• What you will do
Please copy all of the records below word for word, leaving out the pictures.
— start of Records for this task —
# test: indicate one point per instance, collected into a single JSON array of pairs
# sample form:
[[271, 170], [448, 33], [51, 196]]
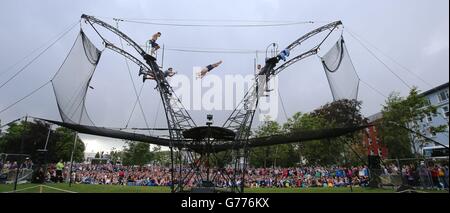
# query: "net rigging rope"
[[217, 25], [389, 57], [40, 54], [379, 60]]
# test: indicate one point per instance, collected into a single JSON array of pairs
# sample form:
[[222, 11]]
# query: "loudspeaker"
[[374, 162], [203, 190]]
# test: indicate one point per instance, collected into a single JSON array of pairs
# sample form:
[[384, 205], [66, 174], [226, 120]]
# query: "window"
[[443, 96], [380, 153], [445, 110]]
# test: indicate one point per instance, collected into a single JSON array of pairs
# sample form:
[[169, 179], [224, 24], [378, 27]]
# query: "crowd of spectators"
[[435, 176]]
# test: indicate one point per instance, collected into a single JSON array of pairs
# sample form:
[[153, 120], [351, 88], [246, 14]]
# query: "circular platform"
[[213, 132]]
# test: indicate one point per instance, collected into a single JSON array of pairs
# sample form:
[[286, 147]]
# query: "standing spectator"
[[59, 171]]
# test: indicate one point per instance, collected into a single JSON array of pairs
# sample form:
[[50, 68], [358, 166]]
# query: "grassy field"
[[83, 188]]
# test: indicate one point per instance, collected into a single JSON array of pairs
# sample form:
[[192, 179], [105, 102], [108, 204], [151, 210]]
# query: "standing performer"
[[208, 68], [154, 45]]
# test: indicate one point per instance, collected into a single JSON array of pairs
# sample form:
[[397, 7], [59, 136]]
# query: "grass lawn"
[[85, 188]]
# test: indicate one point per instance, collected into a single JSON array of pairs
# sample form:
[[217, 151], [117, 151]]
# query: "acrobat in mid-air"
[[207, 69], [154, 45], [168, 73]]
— end of Records for this task —
• Response below
# test: indicate one point per instance, collected into a single JSON array of pairs
# sample form:
[[271, 170], [448, 33], [51, 196]]
# query: "net rigging rope"
[[217, 25], [389, 57], [40, 54], [379, 60]]
# test: indicate one point per instance, collected into a single JSON array of pairs
# sample form:
[[222, 11]]
# query: "loudspeaker"
[[374, 162], [203, 190]]
# test: indicate one point per instance, collected into a single JSON array of pairs
# sample form:
[[384, 205], [66, 174], [226, 120]]
# query: "window"
[[443, 96], [380, 153], [445, 110]]
# test: indicate one point per instance, collected into a single JSON array of pairs
# sample form:
[[169, 179], [224, 24], [378, 27]]
# query: "crowd of spectators"
[[435, 176]]
# test: indicate one point per instance, collected into a single JSON array of pairs
# sample form:
[[153, 120], [351, 88], [246, 14]]
# query: "circular platform"
[[213, 132]]
# test: indicate one point per instance, collected into a single JSON array of pairs
# sample form:
[[286, 147]]
# query: "standing spectator"
[[59, 171]]
# test: indicate one point per instance, collected into a single JSON array of pairs
# sample form:
[[50, 68], [358, 166]]
# query: "grassy field"
[[83, 188]]
# test: indicate one point per instance, collected into a single JSON array of pairs
# sample form:
[[192, 179], [105, 102], [108, 204], [151, 210]]
# query: "standing performer"
[[208, 68], [154, 45]]
# test: indicate one point per instance, collected into a single JSON array of pairs
# sample form:
[[397, 7], [59, 136]]
# query: "grass lawn"
[[85, 188]]
# test: indicate one point per instance, collected into a single JSON array of pairs
# sample form:
[[217, 151], [117, 151]]
# query: "acrobat in mid-air"
[[207, 69], [154, 45], [168, 73]]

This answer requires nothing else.